Material provided:
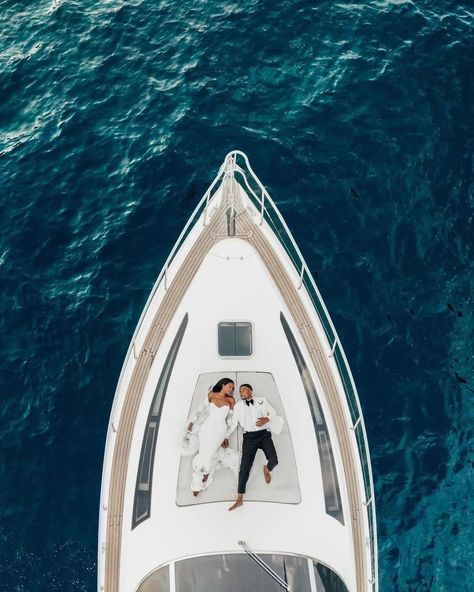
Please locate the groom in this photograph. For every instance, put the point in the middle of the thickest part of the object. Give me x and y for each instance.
(254, 415)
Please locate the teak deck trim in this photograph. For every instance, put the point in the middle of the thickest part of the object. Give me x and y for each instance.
(247, 230)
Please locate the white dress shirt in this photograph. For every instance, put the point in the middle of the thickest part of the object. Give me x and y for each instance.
(247, 415)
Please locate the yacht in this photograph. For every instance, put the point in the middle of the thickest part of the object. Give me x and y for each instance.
(236, 299)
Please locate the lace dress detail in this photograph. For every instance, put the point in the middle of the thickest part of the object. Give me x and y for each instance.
(211, 456)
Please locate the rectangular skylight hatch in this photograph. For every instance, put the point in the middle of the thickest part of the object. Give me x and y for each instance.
(234, 339)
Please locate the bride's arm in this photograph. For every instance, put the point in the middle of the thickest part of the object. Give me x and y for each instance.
(232, 423)
(198, 417)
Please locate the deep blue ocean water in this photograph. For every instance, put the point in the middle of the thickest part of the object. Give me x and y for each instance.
(114, 118)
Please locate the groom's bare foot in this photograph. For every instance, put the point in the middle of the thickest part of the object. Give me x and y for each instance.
(267, 474)
(237, 504)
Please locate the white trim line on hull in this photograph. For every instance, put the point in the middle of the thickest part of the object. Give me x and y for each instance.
(253, 232)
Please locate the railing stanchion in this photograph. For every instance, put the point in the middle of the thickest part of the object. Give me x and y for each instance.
(204, 220)
(354, 427)
(301, 276)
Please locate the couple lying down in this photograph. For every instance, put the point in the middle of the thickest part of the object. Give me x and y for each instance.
(209, 432)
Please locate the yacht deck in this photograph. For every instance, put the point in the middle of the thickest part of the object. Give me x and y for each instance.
(213, 232)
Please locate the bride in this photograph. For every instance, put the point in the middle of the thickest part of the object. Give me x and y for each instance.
(211, 433)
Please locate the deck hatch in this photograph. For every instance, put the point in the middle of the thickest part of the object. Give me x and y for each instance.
(332, 496)
(234, 339)
(142, 498)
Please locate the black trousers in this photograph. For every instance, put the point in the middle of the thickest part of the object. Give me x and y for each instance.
(254, 441)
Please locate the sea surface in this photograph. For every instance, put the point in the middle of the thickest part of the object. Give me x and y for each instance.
(115, 117)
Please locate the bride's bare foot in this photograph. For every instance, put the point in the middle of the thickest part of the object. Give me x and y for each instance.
(237, 504)
(267, 474)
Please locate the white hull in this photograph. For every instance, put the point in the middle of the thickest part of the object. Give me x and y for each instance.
(234, 269)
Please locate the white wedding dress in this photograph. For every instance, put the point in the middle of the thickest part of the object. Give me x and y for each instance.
(211, 456)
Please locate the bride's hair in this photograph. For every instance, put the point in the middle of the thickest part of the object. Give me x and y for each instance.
(219, 385)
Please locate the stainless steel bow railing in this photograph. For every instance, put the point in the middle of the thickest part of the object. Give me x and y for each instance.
(236, 164)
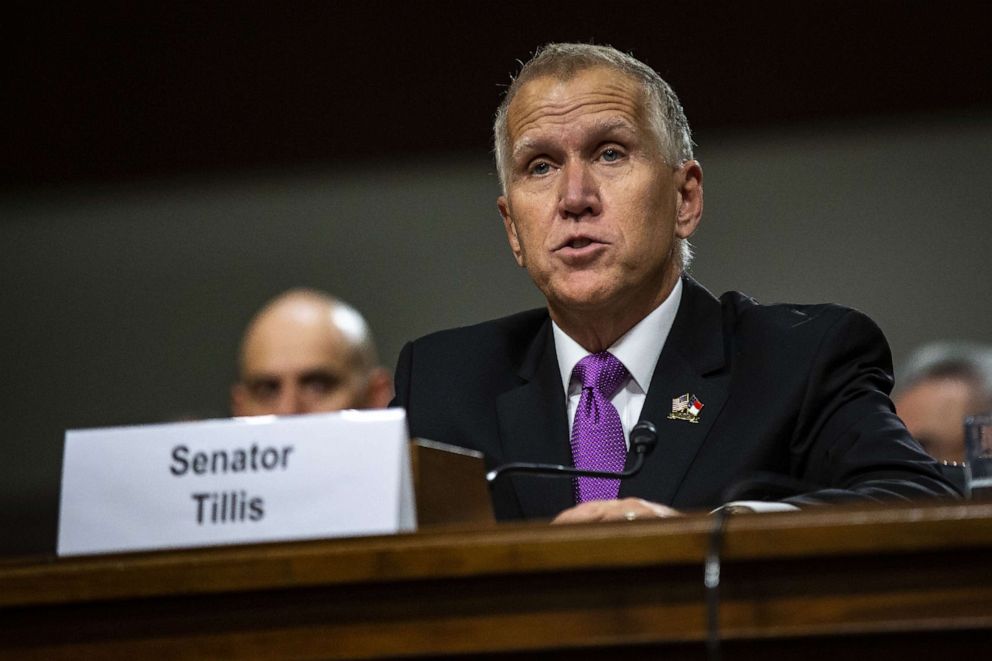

Directions for this task: Begin at the line that has "Please locate the white wedding" and stop at the end of the data. Rewrite those lines with "photograph" swapped for "image", change nothing else, and leave the pictures out.

Full output:
Please locate the white wedding dress in this image. For every instance, put the point in the middle of the thickest part of the object. Give me x and y for each instance.
(211, 456)
Please locate the bride's hair in this image. For every instance, put the point in the middle of the thickest part of the object. Give me x and y for each instance.
(219, 385)
Please locate the stainless steel bow railing in this image. For every instance, put the point in the middle of the thickest part of the object. Give me x and y for each instance.
(236, 164)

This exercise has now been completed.